Top of Material for the task

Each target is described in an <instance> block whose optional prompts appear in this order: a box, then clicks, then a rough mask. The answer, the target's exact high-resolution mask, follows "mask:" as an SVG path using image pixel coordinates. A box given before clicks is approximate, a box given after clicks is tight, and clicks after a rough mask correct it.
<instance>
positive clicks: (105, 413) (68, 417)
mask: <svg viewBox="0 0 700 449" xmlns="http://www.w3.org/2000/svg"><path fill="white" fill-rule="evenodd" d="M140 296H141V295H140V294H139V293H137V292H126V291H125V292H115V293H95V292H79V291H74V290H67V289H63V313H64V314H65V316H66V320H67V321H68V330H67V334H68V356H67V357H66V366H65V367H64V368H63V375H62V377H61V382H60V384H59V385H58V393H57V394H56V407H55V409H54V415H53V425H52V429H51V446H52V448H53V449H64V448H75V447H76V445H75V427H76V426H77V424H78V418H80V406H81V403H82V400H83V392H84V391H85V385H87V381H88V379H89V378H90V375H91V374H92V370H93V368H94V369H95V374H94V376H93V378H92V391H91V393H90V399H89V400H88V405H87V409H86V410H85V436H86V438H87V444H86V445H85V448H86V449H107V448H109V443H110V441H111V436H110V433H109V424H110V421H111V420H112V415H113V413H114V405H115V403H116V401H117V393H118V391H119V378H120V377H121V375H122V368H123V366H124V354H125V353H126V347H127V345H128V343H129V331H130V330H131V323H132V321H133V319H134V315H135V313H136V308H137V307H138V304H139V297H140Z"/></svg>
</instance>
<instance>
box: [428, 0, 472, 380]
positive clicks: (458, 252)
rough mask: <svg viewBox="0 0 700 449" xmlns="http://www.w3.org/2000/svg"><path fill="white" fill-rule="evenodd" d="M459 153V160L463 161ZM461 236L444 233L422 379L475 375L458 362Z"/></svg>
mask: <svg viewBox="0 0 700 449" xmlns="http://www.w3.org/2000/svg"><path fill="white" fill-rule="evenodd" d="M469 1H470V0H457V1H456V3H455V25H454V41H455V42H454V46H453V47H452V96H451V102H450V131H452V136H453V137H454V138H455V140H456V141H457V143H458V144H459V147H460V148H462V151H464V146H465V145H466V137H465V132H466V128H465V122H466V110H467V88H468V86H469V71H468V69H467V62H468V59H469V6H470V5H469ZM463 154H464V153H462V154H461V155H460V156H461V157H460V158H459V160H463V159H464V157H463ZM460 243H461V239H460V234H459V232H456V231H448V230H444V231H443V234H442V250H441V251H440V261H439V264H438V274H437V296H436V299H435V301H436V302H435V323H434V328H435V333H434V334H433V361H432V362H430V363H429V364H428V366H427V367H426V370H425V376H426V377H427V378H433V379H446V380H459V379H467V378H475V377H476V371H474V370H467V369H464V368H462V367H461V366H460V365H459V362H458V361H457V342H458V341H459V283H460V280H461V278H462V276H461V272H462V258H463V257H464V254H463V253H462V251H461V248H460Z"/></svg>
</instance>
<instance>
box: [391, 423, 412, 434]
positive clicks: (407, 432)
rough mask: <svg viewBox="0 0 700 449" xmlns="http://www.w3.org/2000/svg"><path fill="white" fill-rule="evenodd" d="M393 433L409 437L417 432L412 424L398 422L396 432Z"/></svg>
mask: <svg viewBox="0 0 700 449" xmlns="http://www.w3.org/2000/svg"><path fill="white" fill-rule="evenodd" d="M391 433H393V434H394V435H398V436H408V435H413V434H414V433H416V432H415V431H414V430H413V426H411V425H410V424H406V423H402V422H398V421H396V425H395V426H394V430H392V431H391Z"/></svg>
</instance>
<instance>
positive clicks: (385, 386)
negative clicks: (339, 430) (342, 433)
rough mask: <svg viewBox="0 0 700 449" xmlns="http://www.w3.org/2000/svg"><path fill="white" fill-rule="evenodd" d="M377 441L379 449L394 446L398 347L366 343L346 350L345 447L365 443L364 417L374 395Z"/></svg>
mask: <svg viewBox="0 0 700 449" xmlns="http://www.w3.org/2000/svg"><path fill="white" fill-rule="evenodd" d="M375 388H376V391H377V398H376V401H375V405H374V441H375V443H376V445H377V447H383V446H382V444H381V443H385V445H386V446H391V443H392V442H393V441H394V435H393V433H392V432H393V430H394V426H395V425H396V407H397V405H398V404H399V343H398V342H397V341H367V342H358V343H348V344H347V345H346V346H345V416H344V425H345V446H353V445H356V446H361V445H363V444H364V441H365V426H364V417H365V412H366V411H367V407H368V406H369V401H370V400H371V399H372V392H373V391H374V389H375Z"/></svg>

Bottom of Material for the task

▶ What you should do:
Take the records from the start through the line containing "positive clicks: (105, 413) (68, 417)", and change "clicks" to "points" everywhere in those lines while keeping everything else the same.

▶ Task response:
Each target is described in an <instance> block whose optional prompts appear in this order: a box, then points, then a rough mask. The answer, the target's exact high-resolution mask, follows "mask:" as an SVG path using image pixel coordinates. A box given before points is approximate, a box given after points is tight, and points after a rough mask correct it.
<instance>
positive points: (105, 413) (68, 417)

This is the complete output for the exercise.